What you need to do
Keep the images out and copy every entry below exactly.

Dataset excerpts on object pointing
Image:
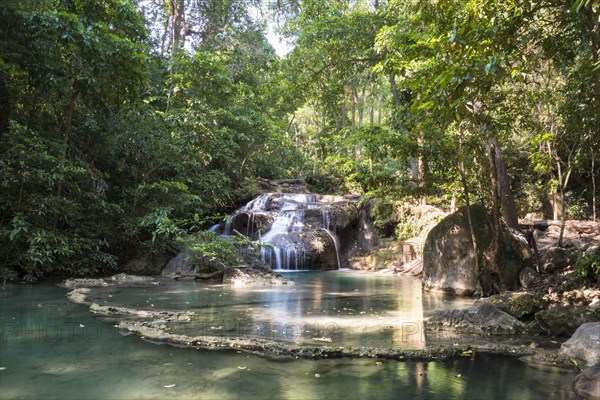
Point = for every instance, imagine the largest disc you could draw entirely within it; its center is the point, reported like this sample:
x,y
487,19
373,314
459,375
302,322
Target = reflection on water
x,y
52,349
346,308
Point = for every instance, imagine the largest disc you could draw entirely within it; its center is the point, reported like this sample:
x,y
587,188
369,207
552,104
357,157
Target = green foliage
x,y
207,248
588,265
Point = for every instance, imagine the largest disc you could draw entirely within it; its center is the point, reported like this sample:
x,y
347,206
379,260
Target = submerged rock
x,y
563,321
251,276
584,345
587,384
449,260
557,258
480,318
118,279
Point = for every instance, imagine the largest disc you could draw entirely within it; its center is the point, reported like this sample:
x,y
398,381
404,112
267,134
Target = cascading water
x,y
288,241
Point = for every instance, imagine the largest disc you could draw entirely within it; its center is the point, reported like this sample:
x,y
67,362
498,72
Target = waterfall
x,y
288,239
326,216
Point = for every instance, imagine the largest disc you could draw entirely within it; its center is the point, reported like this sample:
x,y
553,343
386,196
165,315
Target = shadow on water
x,y
53,349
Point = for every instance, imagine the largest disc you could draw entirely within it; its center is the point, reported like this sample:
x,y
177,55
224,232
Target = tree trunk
x,y
507,201
178,10
372,105
593,186
380,107
421,163
354,100
563,217
394,90
463,179
593,28
361,105
344,112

Output of the task
Image:
Point = for every instance, imagine the largest disc you could draw entirely within it; its center is the point, reported like this sample:
x,y
487,19
373,314
459,375
302,322
Target = reflection on water
x,y
52,349
346,308
Point = for every instance, imagine the largest disc you could draw entirely within it; its center is the point, reported like this sample:
x,y
587,188
369,207
552,104
357,157
Target = green foliage
x,y
207,248
588,265
Point = for every instance, imagine the largest disc you could draw entirely within it; its center is the point, reported like this sample:
x,y
347,206
379,260
Target = submerged rock
x,y
563,321
251,276
584,345
587,384
449,260
557,258
480,318
118,279
Point = for every instance, imagine the largest disc you could draw entirely within it; its center is the point, reported like this sample:
x,y
398,381
404,112
267,134
Target = cascading water
x,y
288,241
Point = for every instance, imagine the largest disc you could draw entirely within it; its center is the point, reported like this sample:
x,y
67,362
498,72
Target = waterfall
x,y
288,239
326,216
Point = for every instance, imagine the largest disc you could draw entirely within it; its center is the point, reported like this sample:
x,y
553,343
386,196
165,315
Target = shadow on water
x,y
53,349
Point = for every instance, imagine the largest disc you could draw entirely within it; its center is the point, reported like this sample:
x,y
177,55
224,232
Target = tree trunk
x,y
507,201
178,10
372,105
593,186
380,107
421,163
354,100
563,217
394,90
463,179
593,28
361,105
344,112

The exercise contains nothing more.